| Aufgaben |
(1) Stimmen diese Aussagen mit dem Artikel über Koppel Fiderer überein: (a) Fiderer wurde 1909 in Tłuste geboren, (b) Fiderer arbeitete in Wien als Buchbinder, (c) ab 1945 leitete Fiderer die Österreichische Freiheitsfront von Paris aus? Antworten Sie jeweils mit Ja oder Nein und zitieren Sie die entscheidenden Worte des Artikels wörtlich.
(2) Schreiben Sie aus dem Artikel über Koppel Fiderer den Abschnitt ab, der zwischen „Mit Irma Schwager, Résistance-Kämpferin“ und „die Österreichische Freiheitsfront.“ liegt, beide eingeschlossen.

| Zitierter Text |
Von Tłuste nach Toulouse
Von Barbara Eder, Wien
Jenseits der Donau beginnt eine andere Geschichte: Im Februar 1934 wurden die transdanubisch genannten Bezirke Wiens zu Brennpunkten des Arbeiteraufstandes gegen das austrofaschistische Regime. Binnen weniger Tage griffen die bewaffneten Kämpfe auch auf das Gebiet zwischen Donau und Donaukanal über. Der Kommunist Koppel Fiderer, wohnhaft in der Brigittenauer Denisgasse, schloss sich dem Republikanischen Schutzbund an. Bei einer Flugblattaktion wurde er verhaftet, kurz darauf sollte seine Ausweisung erfolgen – mit der Begründung, er sei kein Österreicher, sondern Pole.
Fiderer wurde per Dekret zum »Fremden« erklärt – verfolgt nicht nur als Kommunist, sondern auch als jüdischer Migrant. »Mein Vater hat in Wien als Lithograph gearbeitet – und ein Angestellter einer Druckerei gehört zur Arbeiterklasse«, erzählte seine Tochter Regine Fiderer am 31. Mai in den Räumlichkeiten des Bundes Demokratischer Frauen Österreichs (BDFÖ) in Wien. 1909 im ostgalizischen Schtetl Tłuste geboren – einem Ort, der nach dem Ersten Weltkrieg Polen zugeschlagen wurde und heute unter dem Namen Towste zur Ukraine gehört –, hatte Koppel Fiderer zwar ein Aufenthaltsrecht, doch kein Bürgerrecht. Der Eintrag »Jude« in der Geburtsurkunde genügte, um ihn staatenlos zu machen – und seine Anwesenheit in Wien zur bloßen Duldung. Er sollte nach Polen abgeschoben werden, sprang jedoch aus dem fahrenden Zug. Er blieb zwei Jahre im tschechischen Brno und wartete auf die Erlaubnis der Kommunistischen Partei, nach Frankreich auszureisen.
Mit Irma Schwager, Résistance-Kämpferin und langjährige Vorsitzende des BDFÖ, war Regine Fiderer zeitlebens eng befreundet. »Jedes Mal, wenn ich in Wien war, habe ich Irma besucht«, sagt sie von den seltenen Zusammentreffen. Irmas Mann und Regines Vater kannten einander gut – sie waren Mitglieder der 1913 in Galizien gegründeten sozialistisch-zionistischen Jugendorganisation »Hashomer Hatzair« gewesen, bevor sie sich der kommunistischen Bewegung verschrieben hatten. Beide kämpften in den Internationalen Brigaden in Spanien, Seite an Seite im Thälmann-Bataillon – ein Schritt, der sie nicht nur ins Exil, sondern mitten in die Geschichte trug. Nach der Niederlage der Spanischen Republik floh Koppel Fiderer über die Pyrenäen nach Frankreich, wo er in einem nazistischen Anhaltelager interniert wurde; ab 1945 leitete er von Toulouse aus die Österreichische Freiheitsfront.

| Datenauszüge |
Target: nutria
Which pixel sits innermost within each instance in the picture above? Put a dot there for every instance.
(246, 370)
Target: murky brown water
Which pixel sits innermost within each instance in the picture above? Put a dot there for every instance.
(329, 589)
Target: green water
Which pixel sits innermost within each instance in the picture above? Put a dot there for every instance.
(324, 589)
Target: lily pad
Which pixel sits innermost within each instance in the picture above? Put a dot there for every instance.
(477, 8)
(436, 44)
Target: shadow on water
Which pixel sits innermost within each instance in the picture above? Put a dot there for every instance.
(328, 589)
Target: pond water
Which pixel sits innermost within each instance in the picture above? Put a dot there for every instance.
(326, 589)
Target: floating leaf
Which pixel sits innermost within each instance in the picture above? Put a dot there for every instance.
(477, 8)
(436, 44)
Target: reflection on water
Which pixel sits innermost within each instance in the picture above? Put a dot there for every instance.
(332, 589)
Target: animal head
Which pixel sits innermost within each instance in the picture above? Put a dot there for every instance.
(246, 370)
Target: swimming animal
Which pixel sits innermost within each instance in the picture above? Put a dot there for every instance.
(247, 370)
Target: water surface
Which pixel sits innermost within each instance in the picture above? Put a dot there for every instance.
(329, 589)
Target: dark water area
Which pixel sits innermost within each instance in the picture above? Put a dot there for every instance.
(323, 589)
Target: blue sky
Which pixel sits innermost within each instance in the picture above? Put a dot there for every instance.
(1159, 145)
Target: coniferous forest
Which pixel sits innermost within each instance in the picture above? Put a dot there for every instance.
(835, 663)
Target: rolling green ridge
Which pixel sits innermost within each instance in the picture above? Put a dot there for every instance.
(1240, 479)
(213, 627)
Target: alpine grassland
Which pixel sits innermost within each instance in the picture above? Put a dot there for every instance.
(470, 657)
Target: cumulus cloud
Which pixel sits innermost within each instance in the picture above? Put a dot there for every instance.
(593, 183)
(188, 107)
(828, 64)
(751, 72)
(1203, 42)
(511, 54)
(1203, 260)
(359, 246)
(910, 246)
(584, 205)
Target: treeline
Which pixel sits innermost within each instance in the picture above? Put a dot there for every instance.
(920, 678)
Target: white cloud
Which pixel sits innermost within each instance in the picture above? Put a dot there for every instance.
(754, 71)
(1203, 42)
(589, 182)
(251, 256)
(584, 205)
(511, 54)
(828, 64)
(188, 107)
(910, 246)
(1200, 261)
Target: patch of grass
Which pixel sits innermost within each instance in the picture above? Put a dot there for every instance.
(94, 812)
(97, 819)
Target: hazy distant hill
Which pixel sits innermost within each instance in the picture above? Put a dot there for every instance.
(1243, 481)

| Lösungen |
(1)
(a) Ja – „1909 im ostgalizischen Schtetl Tłuste geboren“
(b) Nein – „Mein Vater hat in Wien als Lithograph gearbeitet“
(c) Nein – „ab 1945 leitete er von Toulouse aus die Österreichische Freiheitsfront“

(2)
Mit Irma Schwager, Résistance-Kämpferin und langjährige Vorsitzende des BDFÖ, war Regine Fiderer zeitlebens eng befreundet. »Jedes Mal, wenn ich in Wien war, habe ich Irma besucht«, sagt sie von den seltenen Zusammentreffen. Irmas Mann und Regines Vater kannten einander gut – sie waren Mitglieder der 1913 in Galizien gegründeten sozialistisch-zionistischen Jugendorganisation »Hashomer Hatzair« gewesen, bevor sie sich der kommunistischen Bewegung verschrieben hatten. Beide kämpften in den Internationalen Brigaden in Spanien, Seite an Seite im Thälmann-Bataillon – ein Schritt, der sie nicht nur ins Exil, sondern mitten in die Geschichte trug. Nach der Niederlage der Spanischen Republik floh Koppel Fiderer über die Pyrenäen nach Frankreich, wo er in einem nazistischen Anhaltelager interniert wurde; ab 1945 leitete er von Toulouse aus die Österreichische Freiheitsfront.